*** Source

The charges and the District Court proceedings
[4] The appellant was charged, by way of summary informations filed
under Part 2 of the Summary Proceedings Act, with
the cultivation of
cannabis, the possession of cannabis and the theft of electricity. He appeared
at a status hearing in a
District Court and was given a sentence indication of a
suspended sentence plus some other form of penalty. The appellant pleaded
guilty to all the charges and, because the Court required a probation report on
the form the additional penalty should take, he was
remanded for a month for
sentence. Although the District Court Judge remanded the appellant for sentence
he did not formally enter
a conviction at that time because, for good reasons
which he stated, he has adopted a practice under which he does not enter a
conviction
until the day on which sentence was passed. In the meantime, the
prosecutor, unknown to the District Court and the appellant, had
filed an
application under the Proceeds of Crimes Act.
[5] It was in this context that the prosecutor appeared by counsel and asked the Court to decline summary jurisdiction and commit the appellant to the High Court for sentence. It had always been intended to proceed indictably, but an administrative error had occurred. The charges, as laid summarily, did not fall
within the definition of "serious offences" in the Proceeds of Crimes Act and
accordingly the forfeiture application could be pursued
only if the charges were
dealt with indictably. The District Court Judge vacated, on his own
motion, the appellant's
guilty pleas and amended the informations as requested
by the prosecution. The appellant has not pleaded to those amended informations
which he has of course challenged by his judicial review application. The
prosecution has indicated that it does not intend to
seek a sentence other than
that indicated at the District Court status hearing.

******

- [Stated problem 1] In the passage on the charges and District Court proceedings, why could the forfeiture application under the Proceeds of Crimes Act be pursued only if the charges were dealt with indictably?
- [Stated problem 2] What charges was the appellant facing, according to the passage on the charges and District Court proceedings?
- [Stated problem 3] Write a continuation of the passage on the charges and District Court proceedings, picking up after its final sentence.
The listing comes from a separate source, unrelated to the passage on the charges.

*** Records shown

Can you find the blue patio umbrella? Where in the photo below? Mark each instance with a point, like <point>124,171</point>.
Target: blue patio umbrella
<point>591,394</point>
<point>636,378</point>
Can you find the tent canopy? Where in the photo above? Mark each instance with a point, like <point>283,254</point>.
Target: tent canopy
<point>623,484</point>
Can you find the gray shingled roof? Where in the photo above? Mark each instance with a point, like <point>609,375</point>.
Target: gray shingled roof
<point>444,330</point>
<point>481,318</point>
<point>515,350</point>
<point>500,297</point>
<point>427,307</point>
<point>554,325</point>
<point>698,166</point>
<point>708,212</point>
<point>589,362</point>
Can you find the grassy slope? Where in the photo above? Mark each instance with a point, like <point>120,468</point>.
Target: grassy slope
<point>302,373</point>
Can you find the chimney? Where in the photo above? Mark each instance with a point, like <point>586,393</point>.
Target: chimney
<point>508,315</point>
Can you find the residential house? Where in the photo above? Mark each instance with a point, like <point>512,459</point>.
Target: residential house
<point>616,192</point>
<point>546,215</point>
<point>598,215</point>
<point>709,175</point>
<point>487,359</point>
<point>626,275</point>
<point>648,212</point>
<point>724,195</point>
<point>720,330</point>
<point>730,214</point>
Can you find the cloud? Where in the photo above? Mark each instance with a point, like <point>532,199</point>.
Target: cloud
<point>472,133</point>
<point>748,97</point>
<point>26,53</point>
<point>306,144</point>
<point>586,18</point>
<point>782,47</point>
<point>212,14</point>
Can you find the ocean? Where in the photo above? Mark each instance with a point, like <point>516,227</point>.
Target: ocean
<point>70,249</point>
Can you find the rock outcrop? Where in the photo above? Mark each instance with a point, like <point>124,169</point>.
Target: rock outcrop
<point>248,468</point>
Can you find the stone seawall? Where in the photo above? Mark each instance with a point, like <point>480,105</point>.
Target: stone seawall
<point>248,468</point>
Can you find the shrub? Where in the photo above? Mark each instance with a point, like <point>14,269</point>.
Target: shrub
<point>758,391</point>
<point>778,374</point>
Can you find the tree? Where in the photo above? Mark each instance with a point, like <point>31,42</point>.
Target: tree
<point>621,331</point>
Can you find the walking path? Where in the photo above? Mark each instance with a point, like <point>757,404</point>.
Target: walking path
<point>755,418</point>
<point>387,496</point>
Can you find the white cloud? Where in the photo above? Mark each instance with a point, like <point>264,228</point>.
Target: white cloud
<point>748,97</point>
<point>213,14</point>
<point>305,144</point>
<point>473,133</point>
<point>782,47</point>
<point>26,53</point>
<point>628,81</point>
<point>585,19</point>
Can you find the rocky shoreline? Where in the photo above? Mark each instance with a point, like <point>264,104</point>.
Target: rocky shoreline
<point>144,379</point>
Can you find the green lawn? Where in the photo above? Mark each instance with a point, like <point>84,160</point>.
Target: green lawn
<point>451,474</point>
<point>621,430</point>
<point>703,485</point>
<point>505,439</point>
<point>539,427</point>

******

- [Expected output 1] The charges, as laid summarily, did not fall within the definition of "serious offences" in the Proceeds of Crimes Act.

- [Expected output 2]
- Cultivation of cannabis
- Possession of cannabis
- Theft of electricity

- [Expected output 3]
[6] It is now common ground that the District Court Judge had no power
of his own motion to withdraw the guilty pleas. That
would however be of no
consequence if, as Randerson J held, the power to amend the informations was
still available at the time the
District Court Judge exercised it.
When does a hearing under s43 come to an end?
[7] Section 43 provides:
43 Amendment of information where defendant appears
(1) Subject to the succeeding provisions of this section, where the
defendant appears to answer a charge to which this Part
of this Act applies, the
Court may amend the information in any way at any time during the
hearing.
(2) Without limiting the generality of the powers conferred
by subsection (1) of this section, it is hereby declared
that those powers shall
include power to amend an information by substituting one offence (whether an
indictable offence or a summary
offence) for another offence (whether an
indictable offence or a summary offence), and shall also include power to amend
the information
to an information to which Part 5 of this Act applies.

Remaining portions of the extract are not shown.